# START OF Selected excerpt

Serve and benchmark Prithvi models with vLLM on OpenShift

Stand up and test an Earth and space model inference service on Red Hat AI Inference Server and Red Hat OpenShift AI

March 3, 2026
Michele Gazzetti Michael Johnston Christian Pinto Erwan Gallen
Related topics:
Artificial intelligenceData scienceKubernetesServerless
Related products:
Red Hat AI Inference ServerRed Hat AIRed Hat OpenShift AI

    In Scaling Earth and space AI models with Red Hat AI Inference Server and Red Hat OpenShift AI, we showed the performance benefits of serving inference for the Prithvi-EO model with Red Hat AI Inference Server. We demonstrated this using both a standalone setup and a combination of KServe and Knative. Here, we will dive deeper and show how to set up and test both cases. If you are feeling adventurous, you can also try using your own Earth and space model instead of Prithvi.

    Let’s dive in!

    Before you start

    This article includes two self-contained activities. In the first part, we deploy Prithvi using a traditional Deployment object. In the second part, we serve the model using KServe and run a benchmark test to observe how Knative scales serving replicas as traffic increases. To follow along, be sure to have a suitable environment meeting the following requirements.

    Prerequisites:

    • A Red Hat OpenShift cluster with at least one NVIDIA GPU
    • Red Hat OpenShift AI 2.25 or later

    Note: We run the service using an NVIDIA A100 80 GB GPU hosted on a bare metal OpenShift cluster.

    How to serve Prithvi with Red Hat AI Inference Server

    The following steps describe how to bring up a vLLM instance serving a Prithvi 2.0 model for flood detection using Red Hat AI Inference Server on OpenShift. They assume you are logged into OpenShift in a namespace where you can request GPUs.

    Step 1: Create a Red Hat AI Inference Server deployment serving the Prithvi model

    First, create a Deployment and Service YAML description to serve the model using Red Hat AI Inference Server. For example:

    apiVersion: apps/v1
    kind: Deployment
    metadata:
      name: rhaiis-prithvi
      labels:
        app: rhaiis-prithvi
    spec:
      replicas: 1
      selector:
        matchLabels:
          app: rhaiis-prithvi
      template:
        metadata:
          labels:
            app: rhaiis-prithvi
        spec:
          volumes:
            - name: shm
              emptyDir:
                medium: Memory
                sizeLimit: "2Gi"
          containers:
            - name: rhaiis-prithvi
              image: registry.redhat.io/rhaiis/vllm-cuda-rhel9:3
              command: ["vllm"]
              args: ["serve",
                    "ibm-nasa-geospatial/Prithvi-EO-2.0-300M-TL-Sen1Floods11",
                    "--enforce-eager",
                    "--skip-tokenizer-init",
                    "--enable-mm-embeds",
                    "--io-processor-plugin",
                    "terratorch_segmentation"]
              env:
                - name: HF_HUB_OFFLINE
                  value: "0"
              ports:
                - containerPort: 8000
              resources:
                limits:
                  cpu: "10"
                  memory: 20G
                  nvidia.com/gpu: "1"
                requests:
                  cpu: "2"
                  memory: 6G
                  nvidia.com/gpu: "1"

# END OF Selected excerpt

_Written problem_
In the article on serving Prithvi with vLLM on OpenShift, what GPU did the authors run the service on?

# START OF Data excerpts

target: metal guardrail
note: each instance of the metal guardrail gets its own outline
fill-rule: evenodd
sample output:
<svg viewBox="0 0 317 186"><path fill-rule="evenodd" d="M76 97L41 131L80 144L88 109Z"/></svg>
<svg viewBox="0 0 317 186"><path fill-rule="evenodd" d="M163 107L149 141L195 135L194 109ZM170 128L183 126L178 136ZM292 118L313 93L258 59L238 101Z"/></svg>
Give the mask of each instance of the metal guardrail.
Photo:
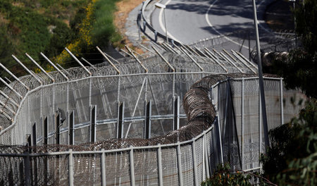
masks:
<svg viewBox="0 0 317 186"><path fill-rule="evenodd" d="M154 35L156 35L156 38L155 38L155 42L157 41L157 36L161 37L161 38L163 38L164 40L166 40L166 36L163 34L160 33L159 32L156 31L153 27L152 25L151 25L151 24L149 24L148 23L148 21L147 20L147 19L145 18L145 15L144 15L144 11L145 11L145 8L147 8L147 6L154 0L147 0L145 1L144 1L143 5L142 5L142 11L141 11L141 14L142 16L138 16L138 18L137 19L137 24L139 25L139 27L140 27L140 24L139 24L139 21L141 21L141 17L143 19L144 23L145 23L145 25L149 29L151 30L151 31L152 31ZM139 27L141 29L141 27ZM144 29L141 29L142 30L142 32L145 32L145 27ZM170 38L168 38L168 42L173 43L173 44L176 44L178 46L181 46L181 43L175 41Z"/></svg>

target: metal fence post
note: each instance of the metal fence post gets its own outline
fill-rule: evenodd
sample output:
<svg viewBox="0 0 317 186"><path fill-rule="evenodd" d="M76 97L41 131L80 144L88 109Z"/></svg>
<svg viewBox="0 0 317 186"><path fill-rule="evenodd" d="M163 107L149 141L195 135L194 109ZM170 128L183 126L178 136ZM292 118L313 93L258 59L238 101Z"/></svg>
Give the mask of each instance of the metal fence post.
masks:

# END OF Data excerpts
# START OF Data excerpts

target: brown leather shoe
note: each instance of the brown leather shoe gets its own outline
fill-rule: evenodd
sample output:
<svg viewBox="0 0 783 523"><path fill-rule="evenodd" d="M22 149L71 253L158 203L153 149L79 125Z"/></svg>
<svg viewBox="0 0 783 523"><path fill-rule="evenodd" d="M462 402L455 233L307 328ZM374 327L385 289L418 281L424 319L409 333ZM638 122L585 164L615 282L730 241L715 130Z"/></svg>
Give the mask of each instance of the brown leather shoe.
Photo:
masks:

# END OF Data excerpts
# START OF Data excerpts

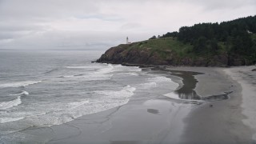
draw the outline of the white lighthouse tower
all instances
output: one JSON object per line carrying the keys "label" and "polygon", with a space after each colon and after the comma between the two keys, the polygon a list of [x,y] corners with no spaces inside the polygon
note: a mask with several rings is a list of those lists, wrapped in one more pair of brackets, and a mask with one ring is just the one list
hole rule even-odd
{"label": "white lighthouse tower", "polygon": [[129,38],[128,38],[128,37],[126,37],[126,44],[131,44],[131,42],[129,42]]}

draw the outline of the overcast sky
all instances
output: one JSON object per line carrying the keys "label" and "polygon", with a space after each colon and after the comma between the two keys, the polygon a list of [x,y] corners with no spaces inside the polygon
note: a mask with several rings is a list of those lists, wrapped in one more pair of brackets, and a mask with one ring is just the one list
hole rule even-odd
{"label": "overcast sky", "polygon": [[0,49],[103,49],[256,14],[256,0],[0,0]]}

# END OF Data excerpts

_The completed task_
An NVIDIA A100 80 GB GPU hosted on a bare metal OpenShift cluster.